EXERCISE REQUIREMENTS: All of the entries are to be returned word for word.

EXERCISE MATERIALS:
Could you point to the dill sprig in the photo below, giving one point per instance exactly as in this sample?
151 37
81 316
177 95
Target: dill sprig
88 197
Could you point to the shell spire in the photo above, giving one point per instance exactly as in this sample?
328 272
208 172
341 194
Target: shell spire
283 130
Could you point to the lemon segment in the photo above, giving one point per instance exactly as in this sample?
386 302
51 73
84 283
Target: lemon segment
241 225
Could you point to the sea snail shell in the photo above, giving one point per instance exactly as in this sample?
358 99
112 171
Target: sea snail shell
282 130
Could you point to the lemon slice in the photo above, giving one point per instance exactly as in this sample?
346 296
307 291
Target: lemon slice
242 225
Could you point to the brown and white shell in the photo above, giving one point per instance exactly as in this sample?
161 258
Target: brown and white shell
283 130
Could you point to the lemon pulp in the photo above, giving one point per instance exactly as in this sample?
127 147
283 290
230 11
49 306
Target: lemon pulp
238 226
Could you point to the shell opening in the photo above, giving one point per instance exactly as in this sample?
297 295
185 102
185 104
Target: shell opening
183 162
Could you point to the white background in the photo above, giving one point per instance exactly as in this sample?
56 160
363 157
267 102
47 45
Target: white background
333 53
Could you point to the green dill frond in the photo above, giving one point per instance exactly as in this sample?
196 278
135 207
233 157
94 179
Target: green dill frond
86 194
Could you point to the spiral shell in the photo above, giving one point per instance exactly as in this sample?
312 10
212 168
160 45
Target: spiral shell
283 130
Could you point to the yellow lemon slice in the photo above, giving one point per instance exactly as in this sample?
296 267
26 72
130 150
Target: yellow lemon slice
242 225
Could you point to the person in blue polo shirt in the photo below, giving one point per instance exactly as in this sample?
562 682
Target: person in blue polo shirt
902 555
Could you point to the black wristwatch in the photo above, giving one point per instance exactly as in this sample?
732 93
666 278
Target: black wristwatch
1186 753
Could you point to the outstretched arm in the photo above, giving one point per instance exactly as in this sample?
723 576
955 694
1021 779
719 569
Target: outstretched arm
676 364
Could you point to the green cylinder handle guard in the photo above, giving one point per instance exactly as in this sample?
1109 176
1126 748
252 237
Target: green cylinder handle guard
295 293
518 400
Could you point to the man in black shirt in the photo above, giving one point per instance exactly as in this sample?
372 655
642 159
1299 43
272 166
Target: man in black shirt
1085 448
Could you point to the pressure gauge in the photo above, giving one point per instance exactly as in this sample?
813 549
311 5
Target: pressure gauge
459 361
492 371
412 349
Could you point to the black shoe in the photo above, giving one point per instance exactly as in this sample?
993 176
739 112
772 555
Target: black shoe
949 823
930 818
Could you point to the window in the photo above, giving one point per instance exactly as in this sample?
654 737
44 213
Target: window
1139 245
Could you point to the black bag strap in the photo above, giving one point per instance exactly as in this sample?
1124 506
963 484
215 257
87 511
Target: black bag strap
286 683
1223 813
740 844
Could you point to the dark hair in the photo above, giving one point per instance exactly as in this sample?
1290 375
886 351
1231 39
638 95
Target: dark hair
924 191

SOLUTION BELOW:
Could you point to the dill sprig in the photo below, giving one point per instance exactly as in this sample?
151 37
81 316
177 95
Target: dill sprig
88 197
Could you point to the shell spire in the photo above, giving one point per instance exactly as in this sample?
328 272
208 172
341 194
Target: shell spire
283 130
Could you point to the lemon segment in the photo above, giving one point per instance exactly as in this sample?
386 302
51 73
84 283
Target: lemon segment
241 225
Could you point to the sea snail shell in the photo above, giving one point per instance exactly as in this sample?
358 99
112 171
Target: sea snail shell
282 130
Could you point to the lemon slice in the photo above, giving one point per instance exactly as in this sample?
346 296
307 291
Target: lemon slice
242 225
Could you point to the brown and white shell in the photo above, giving one point per instance exactly as in this sample?
161 258
Target: brown and white shell
283 130
Could you point to the lemon pulp in the photo above, giving one point per instance exactly as in this sample?
127 147
283 290
230 11
49 306
Target: lemon pulp
238 226
Could you point to the shell opening in the photo above, giving one point per instance exactly as in this sample?
297 295
185 102
185 104
Target: shell opening
183 162
Could you point to the white background in the photo above, giving one point per instance exactly as in this sample?
56 160
363 157
267 102
47 45
Target: white background
333 53
Could you point to the green dill frond in the photo above, giving one point per instance exactly as in this sample?
196 278
135 207
233 157
94 179
Target: green dill frond
86 194
Could you point to the spiral shell in the photo above, giving one point per instance exactly as in this sample?
312 10
212 168
160 45
Target: spiral shell
283 130
Could you point to the yellow lemon slice in the photo above, giving one point per instance exactly as in this sample?
296 267
26 72
130 150
Target: yellow lemon slice
242 225
Could you point to the person in blue polo shirt in the photo below, giving one point per instance exactly as in this sample?
562 682
Target: person in blue polo shirt
902 555
Could you point to the black wristwatch in the photo above, giving one point per instance exactly as in this sample?
732 93
666 278
Target: black wristwatch
1186 753
Could you point to the outstretched arm in the photo above, giving one point per instance exactly as in this sample?
723 576
955 694
1021 779
719 569
Target: outstretched arm
676 364
Could you point to the green cylinder handle guard in the photo above, giving one point per instance exactly as in this sample?
1109 176
1126 748
252 237
Target: green cylinder handle guard
295 293
518 400
Could you point to the man in black shirt in the photo above, giving one point per instance exactly as in this sample?
372 655
642 159
1299 43
272 166
Target: man in black shirt
1085 448
Could you point to the pressure gauge in the photo above, giving one point per instance exactly as in this sample?
813 549
311 5
Target: pressure gauge
459 361
492 371
412 349
Could you point to the black shoe in the photo above, giving one point per instance exactly as in this sample?
993 176
739 112
772 555
Target: black shoe
949 823
930 818
Could you point to the window in the photo above, giving one point per instance exactly as in this sample?
654 737
44 213
Target: window
1139 245
Could you point to the black bag strap in the photo above, giving one point per instance exactly as in this sample?
1124 506
963 484
215 257
87 511
Target: black bag strap
286 683
1223 813
740 844
Could you point to the dark hair in the photo above, giving one point per instance exactly as in this sample?
1290 375
886 351
1231 39
638 95
Target: dark hair
924 191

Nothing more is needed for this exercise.